INSTRUCTION A: Extract everything from "This section covers" down to "worker becomes free." in the Storm UI monitoring text below, copying it word for word.

SOURCE:
__________________________________________________
Monitoring a topology using the Storm UI - Create real-time stream processing applications with

This section covers how we can monitor the Storm cluster through the Storm UI. Let's first start with the definition of monitoring. Monitoring is used to track the health of various components that are running in a cluster. The statistics or information collected through monitoring is used by an administrator to spot an error or bottleneck in a cluster. The Storm UI daemon provides the following important information:

• Cluster Summary: This portion of the Storm UI shows the version of Storm deployed in a cluster, uptime of the nimbus node, number of free worker slots, number of used worker slots, and so on. While submitting a topology to the cluster, the user first needs to make sure that the value of the Free slots column should not be zero; otherwise, the topology doesn't get any worker for processing and will wait in the queue till a worker becomes free.

• Nimbus Configuration: This portion of the Storm UI shows the configuration of the Nimbus node.

• Supervisor summary: This portion of the Storm UI shows the list of supervisor nodes running in the cluster along with their Id, Host, Uptime, Slots, and Used slots columns.

• Topology summary: This portion of the Storm UI shows the list of topologies running in the Storm cluster along with their ID, number of workers assigned to the topology, number of executors, number of tasks, uptime, and so on.

Let's deploy the sample topology (if not running already) in a remote Storm cluster by running the following command:

bin/storm jar $STORM_PROJECT_HOME/target/storm-example-0.0.1-SNAPSHOT-jar-with-dependencies.jar com.learningstorm.storm_example.

LearningStormSingleNodeTopology LearningStormClusterTopology

As mentioned in the Configuring parallelism at the code level section of Chapter 2, Setting Up a Storm Cluster, we created the LearningStormClusterTopology topology by defining three worker processes, two executors for LearningStormSpout, and four executors for LearningStormBolt.
__________________________________________________
(Coordinate labeling data)
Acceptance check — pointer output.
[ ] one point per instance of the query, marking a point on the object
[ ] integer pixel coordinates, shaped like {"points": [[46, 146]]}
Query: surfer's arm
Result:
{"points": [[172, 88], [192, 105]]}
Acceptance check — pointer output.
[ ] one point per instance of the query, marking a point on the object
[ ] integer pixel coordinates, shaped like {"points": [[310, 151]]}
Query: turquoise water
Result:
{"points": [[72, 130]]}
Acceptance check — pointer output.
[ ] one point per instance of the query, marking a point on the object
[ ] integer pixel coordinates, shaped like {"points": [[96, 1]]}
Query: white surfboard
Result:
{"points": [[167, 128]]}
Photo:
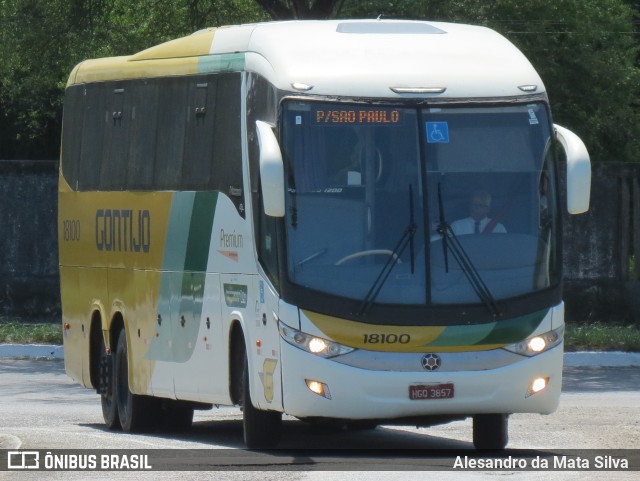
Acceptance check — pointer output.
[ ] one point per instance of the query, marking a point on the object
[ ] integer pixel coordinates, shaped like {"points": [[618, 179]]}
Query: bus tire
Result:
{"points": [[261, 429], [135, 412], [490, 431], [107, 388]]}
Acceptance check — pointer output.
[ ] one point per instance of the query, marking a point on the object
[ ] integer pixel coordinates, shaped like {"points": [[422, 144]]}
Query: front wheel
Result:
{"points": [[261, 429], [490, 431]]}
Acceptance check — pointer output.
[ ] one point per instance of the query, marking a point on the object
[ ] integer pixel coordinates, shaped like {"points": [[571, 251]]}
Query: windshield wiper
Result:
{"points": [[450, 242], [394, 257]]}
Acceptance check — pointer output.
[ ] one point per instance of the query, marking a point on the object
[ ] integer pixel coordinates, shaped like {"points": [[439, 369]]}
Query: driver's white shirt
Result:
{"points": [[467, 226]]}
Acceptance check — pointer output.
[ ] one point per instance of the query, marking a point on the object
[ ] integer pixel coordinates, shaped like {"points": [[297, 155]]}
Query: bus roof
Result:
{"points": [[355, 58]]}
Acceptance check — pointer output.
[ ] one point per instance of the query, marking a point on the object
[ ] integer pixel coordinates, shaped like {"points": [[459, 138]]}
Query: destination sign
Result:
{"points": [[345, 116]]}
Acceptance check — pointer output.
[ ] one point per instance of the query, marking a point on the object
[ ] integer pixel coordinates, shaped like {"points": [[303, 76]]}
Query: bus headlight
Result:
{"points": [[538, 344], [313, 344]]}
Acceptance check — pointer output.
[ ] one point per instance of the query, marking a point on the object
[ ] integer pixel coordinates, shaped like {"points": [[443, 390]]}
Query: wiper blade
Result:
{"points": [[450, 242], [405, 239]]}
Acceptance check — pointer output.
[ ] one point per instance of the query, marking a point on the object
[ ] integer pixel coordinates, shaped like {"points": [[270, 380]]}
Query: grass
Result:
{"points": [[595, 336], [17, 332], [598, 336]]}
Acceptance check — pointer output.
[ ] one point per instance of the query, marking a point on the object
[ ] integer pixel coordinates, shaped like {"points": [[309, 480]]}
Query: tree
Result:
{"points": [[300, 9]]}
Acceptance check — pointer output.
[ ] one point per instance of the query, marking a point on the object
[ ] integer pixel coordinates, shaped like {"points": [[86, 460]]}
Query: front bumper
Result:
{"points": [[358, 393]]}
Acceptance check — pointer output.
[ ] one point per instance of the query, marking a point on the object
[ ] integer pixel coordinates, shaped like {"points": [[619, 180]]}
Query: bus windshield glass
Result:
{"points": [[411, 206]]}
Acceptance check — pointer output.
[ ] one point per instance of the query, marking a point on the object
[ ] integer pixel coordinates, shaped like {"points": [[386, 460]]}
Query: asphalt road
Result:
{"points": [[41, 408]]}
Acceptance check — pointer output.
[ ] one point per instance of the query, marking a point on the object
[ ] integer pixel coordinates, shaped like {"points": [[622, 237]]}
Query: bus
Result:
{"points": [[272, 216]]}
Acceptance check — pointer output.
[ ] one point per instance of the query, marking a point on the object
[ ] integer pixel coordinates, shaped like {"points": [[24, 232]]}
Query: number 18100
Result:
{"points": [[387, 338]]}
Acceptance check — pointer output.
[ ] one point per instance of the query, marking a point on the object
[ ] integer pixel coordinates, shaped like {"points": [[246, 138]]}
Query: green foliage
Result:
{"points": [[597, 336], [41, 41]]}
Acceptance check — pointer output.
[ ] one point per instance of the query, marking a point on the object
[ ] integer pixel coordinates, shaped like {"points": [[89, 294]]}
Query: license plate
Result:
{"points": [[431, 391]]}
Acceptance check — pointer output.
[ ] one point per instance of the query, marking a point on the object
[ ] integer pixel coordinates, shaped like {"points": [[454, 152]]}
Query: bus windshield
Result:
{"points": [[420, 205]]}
__________________________________________________
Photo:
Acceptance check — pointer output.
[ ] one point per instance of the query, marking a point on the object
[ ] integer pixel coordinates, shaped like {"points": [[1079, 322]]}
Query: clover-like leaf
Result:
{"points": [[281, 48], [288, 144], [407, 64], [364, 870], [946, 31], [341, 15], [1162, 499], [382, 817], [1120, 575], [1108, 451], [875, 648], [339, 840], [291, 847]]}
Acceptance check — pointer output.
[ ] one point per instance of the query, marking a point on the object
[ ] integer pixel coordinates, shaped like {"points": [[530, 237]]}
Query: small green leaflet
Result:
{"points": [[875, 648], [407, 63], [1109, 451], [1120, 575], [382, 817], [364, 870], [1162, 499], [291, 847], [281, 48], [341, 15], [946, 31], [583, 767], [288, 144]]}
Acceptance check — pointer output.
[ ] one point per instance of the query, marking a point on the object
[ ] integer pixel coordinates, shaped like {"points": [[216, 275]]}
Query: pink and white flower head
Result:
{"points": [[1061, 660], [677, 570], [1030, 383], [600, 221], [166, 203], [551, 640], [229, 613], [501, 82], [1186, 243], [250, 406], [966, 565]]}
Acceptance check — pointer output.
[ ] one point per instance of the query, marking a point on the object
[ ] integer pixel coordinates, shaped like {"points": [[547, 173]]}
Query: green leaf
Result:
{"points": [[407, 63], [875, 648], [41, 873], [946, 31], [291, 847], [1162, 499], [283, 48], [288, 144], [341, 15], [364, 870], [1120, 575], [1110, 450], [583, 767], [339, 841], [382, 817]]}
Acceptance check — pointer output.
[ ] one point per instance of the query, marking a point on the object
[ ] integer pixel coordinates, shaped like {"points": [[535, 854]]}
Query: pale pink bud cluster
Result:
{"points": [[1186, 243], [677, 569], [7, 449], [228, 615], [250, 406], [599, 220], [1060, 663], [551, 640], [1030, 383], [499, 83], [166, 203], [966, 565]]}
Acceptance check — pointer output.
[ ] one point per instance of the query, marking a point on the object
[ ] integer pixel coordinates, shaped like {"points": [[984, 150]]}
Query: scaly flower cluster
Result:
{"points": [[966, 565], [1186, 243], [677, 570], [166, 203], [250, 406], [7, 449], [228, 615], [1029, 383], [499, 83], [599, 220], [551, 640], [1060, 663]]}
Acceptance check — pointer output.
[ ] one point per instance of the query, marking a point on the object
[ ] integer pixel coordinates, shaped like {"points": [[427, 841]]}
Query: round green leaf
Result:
__________________________________________________
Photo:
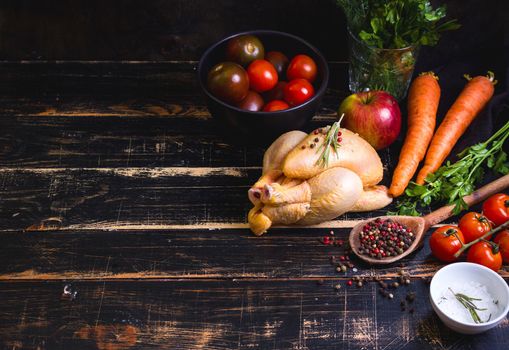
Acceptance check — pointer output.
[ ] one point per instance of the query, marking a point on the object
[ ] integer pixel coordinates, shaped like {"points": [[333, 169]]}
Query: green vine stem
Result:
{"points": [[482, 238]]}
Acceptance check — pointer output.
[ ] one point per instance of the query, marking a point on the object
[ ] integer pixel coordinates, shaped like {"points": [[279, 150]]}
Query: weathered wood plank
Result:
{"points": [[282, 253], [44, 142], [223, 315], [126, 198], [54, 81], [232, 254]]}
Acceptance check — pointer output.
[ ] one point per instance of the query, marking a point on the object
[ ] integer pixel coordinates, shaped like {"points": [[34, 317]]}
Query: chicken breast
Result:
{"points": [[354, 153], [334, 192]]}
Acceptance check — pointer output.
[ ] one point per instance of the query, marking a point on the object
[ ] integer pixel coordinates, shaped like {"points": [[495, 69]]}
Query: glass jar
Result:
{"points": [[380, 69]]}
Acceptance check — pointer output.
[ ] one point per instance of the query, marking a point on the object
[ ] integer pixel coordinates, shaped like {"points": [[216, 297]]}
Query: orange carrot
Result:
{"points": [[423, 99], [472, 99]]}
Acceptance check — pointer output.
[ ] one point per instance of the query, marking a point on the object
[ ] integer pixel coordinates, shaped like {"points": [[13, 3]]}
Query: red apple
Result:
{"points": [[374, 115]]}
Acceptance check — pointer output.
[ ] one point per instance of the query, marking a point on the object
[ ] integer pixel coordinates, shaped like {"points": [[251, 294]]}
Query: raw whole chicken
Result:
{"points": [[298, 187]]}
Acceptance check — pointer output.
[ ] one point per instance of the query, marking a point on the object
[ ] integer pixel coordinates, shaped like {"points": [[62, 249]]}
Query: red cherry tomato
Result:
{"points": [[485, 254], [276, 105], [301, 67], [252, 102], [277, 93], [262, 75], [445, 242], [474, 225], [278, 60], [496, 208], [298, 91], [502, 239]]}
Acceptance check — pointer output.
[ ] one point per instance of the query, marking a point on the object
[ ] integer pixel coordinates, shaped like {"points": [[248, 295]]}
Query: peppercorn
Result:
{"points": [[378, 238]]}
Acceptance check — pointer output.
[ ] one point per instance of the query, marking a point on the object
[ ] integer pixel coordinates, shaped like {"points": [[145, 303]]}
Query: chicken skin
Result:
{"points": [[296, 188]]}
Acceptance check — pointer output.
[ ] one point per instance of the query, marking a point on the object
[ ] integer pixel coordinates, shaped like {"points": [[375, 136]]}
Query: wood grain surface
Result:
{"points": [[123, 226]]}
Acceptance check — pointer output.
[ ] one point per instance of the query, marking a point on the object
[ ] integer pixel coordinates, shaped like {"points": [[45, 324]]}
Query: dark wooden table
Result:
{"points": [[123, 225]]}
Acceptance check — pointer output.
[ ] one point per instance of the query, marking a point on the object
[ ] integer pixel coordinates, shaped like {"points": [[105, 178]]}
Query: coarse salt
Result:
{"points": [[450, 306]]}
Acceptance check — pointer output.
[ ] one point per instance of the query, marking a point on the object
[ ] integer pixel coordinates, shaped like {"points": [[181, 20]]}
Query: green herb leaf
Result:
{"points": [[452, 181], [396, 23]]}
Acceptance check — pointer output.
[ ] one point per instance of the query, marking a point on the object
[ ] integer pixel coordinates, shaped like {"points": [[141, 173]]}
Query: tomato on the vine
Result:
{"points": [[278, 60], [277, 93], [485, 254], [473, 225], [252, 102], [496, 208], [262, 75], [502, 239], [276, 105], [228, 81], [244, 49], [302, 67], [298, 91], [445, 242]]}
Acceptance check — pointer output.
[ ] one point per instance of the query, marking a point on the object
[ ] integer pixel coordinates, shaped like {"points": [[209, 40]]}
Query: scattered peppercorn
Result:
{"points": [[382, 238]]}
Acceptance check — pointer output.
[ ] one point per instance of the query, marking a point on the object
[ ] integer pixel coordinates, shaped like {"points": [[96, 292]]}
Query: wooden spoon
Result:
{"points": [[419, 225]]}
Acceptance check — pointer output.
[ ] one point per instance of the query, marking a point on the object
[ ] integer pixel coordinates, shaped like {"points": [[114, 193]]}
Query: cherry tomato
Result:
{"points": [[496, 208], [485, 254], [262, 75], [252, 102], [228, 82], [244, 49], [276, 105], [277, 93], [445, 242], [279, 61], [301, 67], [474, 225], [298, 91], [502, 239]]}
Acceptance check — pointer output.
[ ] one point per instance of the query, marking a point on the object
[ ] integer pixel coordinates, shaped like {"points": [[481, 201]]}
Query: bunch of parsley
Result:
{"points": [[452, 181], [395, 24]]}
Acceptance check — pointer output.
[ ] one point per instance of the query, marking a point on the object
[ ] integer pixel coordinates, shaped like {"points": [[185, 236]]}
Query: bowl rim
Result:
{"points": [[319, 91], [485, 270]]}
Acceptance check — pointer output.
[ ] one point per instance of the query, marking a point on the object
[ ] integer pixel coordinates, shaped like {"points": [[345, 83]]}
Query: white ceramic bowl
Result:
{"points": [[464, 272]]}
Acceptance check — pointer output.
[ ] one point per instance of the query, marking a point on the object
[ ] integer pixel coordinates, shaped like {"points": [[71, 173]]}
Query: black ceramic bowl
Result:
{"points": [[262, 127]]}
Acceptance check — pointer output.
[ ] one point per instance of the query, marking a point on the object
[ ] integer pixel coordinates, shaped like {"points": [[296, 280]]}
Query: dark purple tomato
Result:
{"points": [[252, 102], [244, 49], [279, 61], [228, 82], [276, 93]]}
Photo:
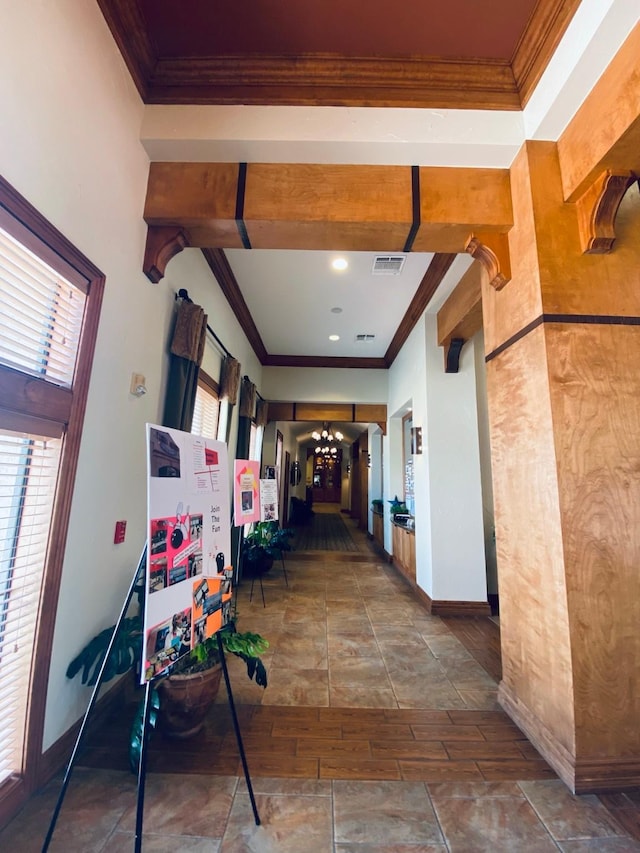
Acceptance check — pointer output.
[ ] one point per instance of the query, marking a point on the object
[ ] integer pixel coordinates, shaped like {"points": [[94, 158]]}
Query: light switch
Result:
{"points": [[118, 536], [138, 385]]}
__________________________________________________
INSTRUCTION B: Pick out every line in the rows above that contains the string "front", treating uppercase and lowercase as different.

FULL SOLUTION A:
This section covers how we can monitor the Storm cluster through the Storm UI. Let's first start with the definition of monitoring. Monitoring is used to track the health of various components that are running in a cluster. The statistics or information collected through monitoring is used by an administrator to spot an error or bottleneck in a cluster. The Storm UI daemon provides the following important information:

• Cluster Summary: This portion of the Storm UI shows the version of Storm deployed in a cluster, uptime of the nimbus node, number of free worker slots, number of used worker slots, and so on. While submitting a topology to the cluster, the user first needs to make sure that the value of the Free slots column should not be zero; otherwise, the topology doesn't get any worker for processing and will wait in the queue till a worker becomes free.

FULL SOLUTION B:
Query: front wheel
Query: front bumper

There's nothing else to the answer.